■ PASSAGE GIVEN:

— Start —

Research areas relevant for understanding include the study of language, consciousness, intentionality, explanation, causality and prediction, logic and reasoning, inference, attention, etc. A detailed review of the relevant research is impossible and is not intended here. What follows is a summary of findings that address some key aspects of the function of “understanding”.

Webster’s Ninth New Collegiate Dictionary defines understanding as comprehension or “mental grasp, the capacity to apprehend general relations of particulars”. This suggests that “understanding” requires a (generative) model that embodies general relationships of particulars; i.e., model that can generate particular consequences from general causes (Craik, 1943; Gentner and Stevens, 1983; Johnson-Laird, 1983, 1989, 2003; Sanford, 1987). Theories of understanding can be roughly organized in five groups, focusing on the different roles of generative models in understanding: (a) volitional (self-directed, deliberate) activity; (b) simulation; (c) need satisfaction and optimization; (d) unification, explanation and prediction; and (e) problem solving. We will reference exemplar theories in each of these groups,—and attempt to relate them to the physics in the mind approach.

Understanding Results from Volitional Operations Targeting Inputs from the Outside and Representations on the Inside

The “foundational theory of understanding” (Newton, 1996) asserts that understanding results from volitional (deliberate, self-guided) actions that involve directing one’s attention to sensory inflows and reconciling current sensations with memory structures in a manner consistent with the current intentions, or goals.

The volitional aspect of cognition is emphasized in the theory of mind-body relationships in Humphrey (2000, 2006). This theory traces volitional activities to their evolutionary origins, as follows. A primitive organism senses physical conditions, or stimuli occurring at its boundary surface and generates commands targeting locations on the surface where the conditions were sensed. Commands are said to generate “wiggles” on the surface, the substrates of sensing are not the conditions but the type of “wiggles” produced by the organism adapting to those conditions (e.g., sensing “red” is produced by “wiggling redly, ” sensing “salt” is produced by “wriggling saltily”; i.e., selecting and emitting a response appropriate for the occasion of salt arriving at the surface. Gradually, evolution shifted “response targeting” from surface sites to the efferent, or “sensory nerves” emanating from sites along the surface. Shifting response targets further upstream culminated in the emergence of mechanisms confining responses to internal loops—comprised of efferent and afferent links. In such loops, afferent signals become “as-if commands” (i.e., models): they would have produced appropriate behavior had they been carried all the way to the sensorimotor periphery (Humphrey, 2000, p. 17).

— End —

■ RECORDS:

— Start —

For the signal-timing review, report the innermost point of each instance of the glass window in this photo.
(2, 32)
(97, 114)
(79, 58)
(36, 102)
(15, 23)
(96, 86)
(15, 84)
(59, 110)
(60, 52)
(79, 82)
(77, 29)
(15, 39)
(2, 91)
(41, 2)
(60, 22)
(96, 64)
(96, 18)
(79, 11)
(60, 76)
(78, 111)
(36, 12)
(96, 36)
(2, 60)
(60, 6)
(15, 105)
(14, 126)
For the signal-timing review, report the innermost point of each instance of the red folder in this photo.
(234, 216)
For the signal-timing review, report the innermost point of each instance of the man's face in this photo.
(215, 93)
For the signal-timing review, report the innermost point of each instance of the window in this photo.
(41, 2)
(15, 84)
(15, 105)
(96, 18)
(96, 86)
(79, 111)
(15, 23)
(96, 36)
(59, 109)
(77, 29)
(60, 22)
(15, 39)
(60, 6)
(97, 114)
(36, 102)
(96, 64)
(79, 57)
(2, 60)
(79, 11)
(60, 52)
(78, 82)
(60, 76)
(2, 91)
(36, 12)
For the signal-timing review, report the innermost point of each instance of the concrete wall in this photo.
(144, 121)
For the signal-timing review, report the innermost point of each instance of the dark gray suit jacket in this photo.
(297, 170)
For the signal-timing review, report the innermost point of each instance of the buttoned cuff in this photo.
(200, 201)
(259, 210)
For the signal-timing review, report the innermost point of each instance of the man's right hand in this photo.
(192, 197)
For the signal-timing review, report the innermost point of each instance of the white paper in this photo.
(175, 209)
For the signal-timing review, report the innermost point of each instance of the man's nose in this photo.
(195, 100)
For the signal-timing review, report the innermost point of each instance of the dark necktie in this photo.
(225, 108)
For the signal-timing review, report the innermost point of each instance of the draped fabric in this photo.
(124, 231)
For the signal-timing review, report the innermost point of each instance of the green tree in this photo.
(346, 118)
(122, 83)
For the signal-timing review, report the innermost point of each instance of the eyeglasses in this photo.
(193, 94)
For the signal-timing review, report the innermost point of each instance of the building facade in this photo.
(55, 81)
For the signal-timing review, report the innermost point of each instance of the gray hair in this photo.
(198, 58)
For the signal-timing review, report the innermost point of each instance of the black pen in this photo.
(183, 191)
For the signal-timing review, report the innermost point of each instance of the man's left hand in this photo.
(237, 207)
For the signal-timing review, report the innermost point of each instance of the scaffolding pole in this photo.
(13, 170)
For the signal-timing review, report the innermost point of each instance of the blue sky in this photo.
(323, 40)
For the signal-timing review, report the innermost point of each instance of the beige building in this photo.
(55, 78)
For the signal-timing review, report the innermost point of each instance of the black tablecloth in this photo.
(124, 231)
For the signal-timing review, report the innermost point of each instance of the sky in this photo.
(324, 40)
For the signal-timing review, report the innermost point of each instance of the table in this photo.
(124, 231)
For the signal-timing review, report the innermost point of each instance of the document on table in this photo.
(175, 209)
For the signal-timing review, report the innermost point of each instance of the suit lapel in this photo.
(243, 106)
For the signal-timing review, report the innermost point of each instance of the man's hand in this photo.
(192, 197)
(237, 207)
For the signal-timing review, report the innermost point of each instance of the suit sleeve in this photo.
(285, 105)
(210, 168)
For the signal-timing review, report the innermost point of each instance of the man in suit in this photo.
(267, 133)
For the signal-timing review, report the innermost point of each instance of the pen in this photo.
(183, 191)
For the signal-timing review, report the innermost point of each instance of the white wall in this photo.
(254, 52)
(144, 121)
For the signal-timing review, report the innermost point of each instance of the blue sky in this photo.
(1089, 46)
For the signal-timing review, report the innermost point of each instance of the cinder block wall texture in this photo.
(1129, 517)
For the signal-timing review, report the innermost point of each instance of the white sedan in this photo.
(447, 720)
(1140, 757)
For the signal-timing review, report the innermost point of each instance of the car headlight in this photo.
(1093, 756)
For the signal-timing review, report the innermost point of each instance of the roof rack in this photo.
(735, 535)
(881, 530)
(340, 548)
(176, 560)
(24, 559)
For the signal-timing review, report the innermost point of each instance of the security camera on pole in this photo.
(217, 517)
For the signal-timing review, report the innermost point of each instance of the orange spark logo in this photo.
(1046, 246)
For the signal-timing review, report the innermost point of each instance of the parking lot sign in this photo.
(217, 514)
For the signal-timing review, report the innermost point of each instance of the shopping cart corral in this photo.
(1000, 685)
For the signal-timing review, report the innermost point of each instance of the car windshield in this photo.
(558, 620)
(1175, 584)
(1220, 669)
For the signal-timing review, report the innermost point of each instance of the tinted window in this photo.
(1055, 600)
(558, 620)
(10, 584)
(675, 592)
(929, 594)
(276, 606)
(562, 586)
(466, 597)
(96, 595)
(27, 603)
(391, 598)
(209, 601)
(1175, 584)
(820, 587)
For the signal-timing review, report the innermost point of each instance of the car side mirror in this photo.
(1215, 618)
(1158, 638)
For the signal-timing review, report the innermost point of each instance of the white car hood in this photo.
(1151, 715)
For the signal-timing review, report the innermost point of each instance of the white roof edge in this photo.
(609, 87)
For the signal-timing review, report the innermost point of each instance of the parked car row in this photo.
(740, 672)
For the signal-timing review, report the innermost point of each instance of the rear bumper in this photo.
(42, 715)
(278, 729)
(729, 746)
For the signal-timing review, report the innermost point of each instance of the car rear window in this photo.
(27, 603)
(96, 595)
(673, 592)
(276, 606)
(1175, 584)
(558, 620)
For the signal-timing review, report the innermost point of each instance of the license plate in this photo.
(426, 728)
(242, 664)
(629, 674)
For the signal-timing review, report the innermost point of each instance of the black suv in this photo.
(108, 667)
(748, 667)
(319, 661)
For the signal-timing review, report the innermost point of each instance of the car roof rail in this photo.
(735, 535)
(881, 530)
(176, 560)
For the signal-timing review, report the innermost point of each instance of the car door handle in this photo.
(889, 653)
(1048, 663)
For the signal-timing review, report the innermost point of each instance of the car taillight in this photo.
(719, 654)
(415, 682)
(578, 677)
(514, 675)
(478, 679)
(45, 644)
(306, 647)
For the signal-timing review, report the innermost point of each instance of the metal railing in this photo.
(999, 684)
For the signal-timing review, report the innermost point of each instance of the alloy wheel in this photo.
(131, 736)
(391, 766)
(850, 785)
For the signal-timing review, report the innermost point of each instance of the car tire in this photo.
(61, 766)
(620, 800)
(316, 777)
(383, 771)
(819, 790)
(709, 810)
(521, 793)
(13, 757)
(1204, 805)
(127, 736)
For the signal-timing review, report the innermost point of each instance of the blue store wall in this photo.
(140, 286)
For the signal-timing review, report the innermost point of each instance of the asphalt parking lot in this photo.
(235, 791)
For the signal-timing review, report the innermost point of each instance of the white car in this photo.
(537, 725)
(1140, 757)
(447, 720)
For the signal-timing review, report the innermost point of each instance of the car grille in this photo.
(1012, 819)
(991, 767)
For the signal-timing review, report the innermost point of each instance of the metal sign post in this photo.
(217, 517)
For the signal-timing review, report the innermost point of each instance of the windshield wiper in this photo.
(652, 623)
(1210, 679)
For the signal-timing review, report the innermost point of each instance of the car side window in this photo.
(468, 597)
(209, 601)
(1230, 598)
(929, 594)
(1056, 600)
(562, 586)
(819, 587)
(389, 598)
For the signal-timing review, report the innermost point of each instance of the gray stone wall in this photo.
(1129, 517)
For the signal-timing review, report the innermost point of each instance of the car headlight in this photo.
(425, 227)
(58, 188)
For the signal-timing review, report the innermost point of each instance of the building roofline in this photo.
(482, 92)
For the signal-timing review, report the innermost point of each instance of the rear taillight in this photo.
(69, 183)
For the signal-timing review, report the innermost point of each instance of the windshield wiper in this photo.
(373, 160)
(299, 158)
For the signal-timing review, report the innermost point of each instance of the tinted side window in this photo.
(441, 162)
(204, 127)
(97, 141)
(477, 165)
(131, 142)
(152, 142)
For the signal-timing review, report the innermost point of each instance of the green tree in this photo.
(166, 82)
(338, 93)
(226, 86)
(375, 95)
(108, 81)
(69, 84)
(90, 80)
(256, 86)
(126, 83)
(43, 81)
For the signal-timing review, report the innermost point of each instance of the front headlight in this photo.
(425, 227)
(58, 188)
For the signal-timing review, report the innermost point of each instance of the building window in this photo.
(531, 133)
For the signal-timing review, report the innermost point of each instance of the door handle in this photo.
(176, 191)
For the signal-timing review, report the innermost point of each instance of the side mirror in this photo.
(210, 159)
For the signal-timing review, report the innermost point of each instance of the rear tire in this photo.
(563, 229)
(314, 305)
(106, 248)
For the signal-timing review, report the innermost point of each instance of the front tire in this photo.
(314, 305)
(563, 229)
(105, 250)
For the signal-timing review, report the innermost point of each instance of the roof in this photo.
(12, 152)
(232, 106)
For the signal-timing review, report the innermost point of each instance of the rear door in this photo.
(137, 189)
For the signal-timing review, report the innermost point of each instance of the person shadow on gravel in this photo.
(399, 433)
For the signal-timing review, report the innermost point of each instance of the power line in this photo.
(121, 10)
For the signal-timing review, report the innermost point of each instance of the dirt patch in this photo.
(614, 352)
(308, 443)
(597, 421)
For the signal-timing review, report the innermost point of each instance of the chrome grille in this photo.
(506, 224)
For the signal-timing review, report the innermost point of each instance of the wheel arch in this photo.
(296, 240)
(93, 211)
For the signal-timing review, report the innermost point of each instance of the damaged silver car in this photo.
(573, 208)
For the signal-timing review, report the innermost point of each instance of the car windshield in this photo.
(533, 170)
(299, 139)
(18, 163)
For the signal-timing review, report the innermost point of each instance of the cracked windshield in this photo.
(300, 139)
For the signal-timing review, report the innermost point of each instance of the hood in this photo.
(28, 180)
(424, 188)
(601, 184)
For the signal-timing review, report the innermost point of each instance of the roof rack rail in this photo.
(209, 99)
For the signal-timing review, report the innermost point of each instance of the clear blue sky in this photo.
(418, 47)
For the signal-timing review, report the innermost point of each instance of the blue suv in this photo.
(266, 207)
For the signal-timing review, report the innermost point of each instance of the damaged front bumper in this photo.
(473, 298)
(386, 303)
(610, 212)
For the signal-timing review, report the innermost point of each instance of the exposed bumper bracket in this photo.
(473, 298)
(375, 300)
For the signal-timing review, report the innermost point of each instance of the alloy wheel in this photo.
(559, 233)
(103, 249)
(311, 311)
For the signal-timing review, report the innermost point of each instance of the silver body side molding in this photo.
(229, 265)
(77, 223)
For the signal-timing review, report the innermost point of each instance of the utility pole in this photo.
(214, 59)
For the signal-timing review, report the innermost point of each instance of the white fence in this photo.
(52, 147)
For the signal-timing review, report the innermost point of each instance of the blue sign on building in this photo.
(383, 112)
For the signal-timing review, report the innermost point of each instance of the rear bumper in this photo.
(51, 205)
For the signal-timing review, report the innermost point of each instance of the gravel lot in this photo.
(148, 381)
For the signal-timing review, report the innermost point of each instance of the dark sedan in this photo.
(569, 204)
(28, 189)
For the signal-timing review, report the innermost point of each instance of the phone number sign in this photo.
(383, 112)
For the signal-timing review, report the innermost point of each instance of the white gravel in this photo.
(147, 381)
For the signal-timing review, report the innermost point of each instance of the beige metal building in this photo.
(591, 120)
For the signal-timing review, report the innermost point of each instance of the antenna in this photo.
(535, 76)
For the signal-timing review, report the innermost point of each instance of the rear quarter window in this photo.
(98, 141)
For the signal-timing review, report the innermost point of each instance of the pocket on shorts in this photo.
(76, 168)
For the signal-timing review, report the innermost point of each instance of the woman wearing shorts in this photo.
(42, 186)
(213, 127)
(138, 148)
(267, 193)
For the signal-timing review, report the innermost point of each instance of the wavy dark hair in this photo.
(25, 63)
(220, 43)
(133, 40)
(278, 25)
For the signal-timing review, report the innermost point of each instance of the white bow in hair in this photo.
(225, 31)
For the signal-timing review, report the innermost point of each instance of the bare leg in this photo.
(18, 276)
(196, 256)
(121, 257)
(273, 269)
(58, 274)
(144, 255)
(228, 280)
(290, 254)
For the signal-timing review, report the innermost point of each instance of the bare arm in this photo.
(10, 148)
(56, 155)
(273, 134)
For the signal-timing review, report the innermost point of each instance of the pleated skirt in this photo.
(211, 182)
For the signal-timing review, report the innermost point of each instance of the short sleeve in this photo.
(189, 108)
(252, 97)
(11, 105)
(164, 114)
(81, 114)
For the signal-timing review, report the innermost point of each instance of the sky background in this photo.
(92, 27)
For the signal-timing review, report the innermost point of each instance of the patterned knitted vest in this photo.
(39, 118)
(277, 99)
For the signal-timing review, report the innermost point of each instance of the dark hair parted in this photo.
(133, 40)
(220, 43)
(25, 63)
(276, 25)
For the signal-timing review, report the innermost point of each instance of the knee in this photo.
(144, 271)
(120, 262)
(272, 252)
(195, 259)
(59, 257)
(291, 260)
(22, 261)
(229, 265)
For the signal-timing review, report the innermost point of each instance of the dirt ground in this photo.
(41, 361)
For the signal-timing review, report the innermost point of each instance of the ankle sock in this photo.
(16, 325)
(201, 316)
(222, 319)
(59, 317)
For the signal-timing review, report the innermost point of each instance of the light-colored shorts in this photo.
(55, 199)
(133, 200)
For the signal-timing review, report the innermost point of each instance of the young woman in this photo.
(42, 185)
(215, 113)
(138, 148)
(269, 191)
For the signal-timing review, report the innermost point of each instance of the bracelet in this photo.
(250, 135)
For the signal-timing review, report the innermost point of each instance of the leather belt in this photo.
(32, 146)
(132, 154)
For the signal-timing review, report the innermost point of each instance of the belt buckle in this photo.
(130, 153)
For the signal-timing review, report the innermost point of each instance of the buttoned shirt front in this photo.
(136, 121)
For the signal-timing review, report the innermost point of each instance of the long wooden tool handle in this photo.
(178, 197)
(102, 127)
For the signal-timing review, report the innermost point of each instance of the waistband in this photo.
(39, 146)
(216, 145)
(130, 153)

— End —

■ WHAT THIS EXERCISE ASKS:
A. Reproduce the passage on theories of understanding between "Understanding Results from Volitional Operations" and "intentions, or goals.", inclusive.
B. Pick up the passage on theories of understanding where it stops and keep writing.

■ ANSWERS GIVEN:
A.
Understanding Results from Volitional Operations Targeting Inputs from the Outside and Representations on the Inside

The “foundational theory of understanding” (Newton, 1996) asserts that understanding results from volitional (deliberate, self-guided) actions that involve directing one’s attention to sensory inflows and reconciling current sensations with memory structures in a manner consistent with the current intentions, or goals.

B.
Central to this formulation is the notion of “targeting”; i.e., self-directed mobilization (or recruitment, Shastri, 2001) and focused allocation of neuronal resources. On that notion, an organism is not just registering the flow of sensory impressions but engages in targeted probing and composition of responses fine-tuned to the data returned by sensory samples (consistent with Noe, 2004; Friston et al., 2014). The notion resonates with the sensorimotor contingency, or “action-in-perception” theory (Noe, 2004) and other theories centered on the idea of the “volitional brain” (Libet et al., 2000; Nunez and Freeman, 2014).

Notice the two key themes of this formulation are an emphasis on active inference or volitional sampling of the world—of the sort that characterizes enactivist or situated approaches to cognition. Second, the progressive elaboration of internalized (“as if”) stimulus-response links induces conditional dependencies between the sensory input and internal models of how those predictions were caused—through active sampling.

Understanding Involves Simulation which is Effortful (Work-Consuming)

Two key characteristics are generally attributed to generative models: models are “structural analogs of the world” (Johnson-Laird, 1983), and models allow simulation of processes and events in the world (Chart, 2000). These characteristics are mutually supportive: if two systems (the world and the model) are formally homologous, one can manipulate and observe the behavior of one system (an internal model) in order to predict and postdict the behavior of the other (an external world). In Chart (2000), simulation is taken to be the essence of understanding, enabling one to both anticipate events and to cope with the unanticipated outcomes. Simulation engages “mutors” i.e., physical mechanisms effecting transformations in the models. The simulation system is hierarchical, including “effectors” responsible for combining “mutors” into groups and attributing meaning and values to the groups, and “simulors” responsible for grouping “effectors.” Crucially, all stages of grouping involve work. An important insight here is that understanding requires the investment of work performed on or by internal representations.

The notion of understanding via simulation can be traced to Craik (1943), who hypothesized the existence of physical mechanisms in the brain functioning as (generative) models of the environment. The theory of understanding in Chart (2000) substantiates this early hypothesis, bringing to the fore a crucial aspect of mental modeling—the necessity to invest work. This was investigated in detail in Kauffman (2000), who postulated that the ability to perform work is the determining factor in perpetuating life and developing capacities that enable an organism to sustain life in a changing environment, while maintaining relative autonomy from it (the emphasis on performing work in the course of mental operations resonates with Freeman et al. (2012) using generalized Carnot cycle to describe process in the cortex). As formulated in Kauffman (2000).

“…an autonomous agent is a self-reproducing system able to perform at least one thermodynamic work cycle…work itself is often used to construct constraints on the release of energy that then constitutes further work. Work constructs constraints, yet constraints on the release of energy are required for work to be done”

—(Kauffman, 2000, p. 4.).

We see here a close connection between (variational) free energy formulations of the imperatives for life that we will return to in the next section. In brief, having a formal physics of mind provides a clear link between understanding (minimization of surprise or variational free energy), a concomitant minimization of thermodynamic free energy and the implicit exchange of work and entropy of a system’s internal representations (by physical states) and the external world to which it is thermodynamically open.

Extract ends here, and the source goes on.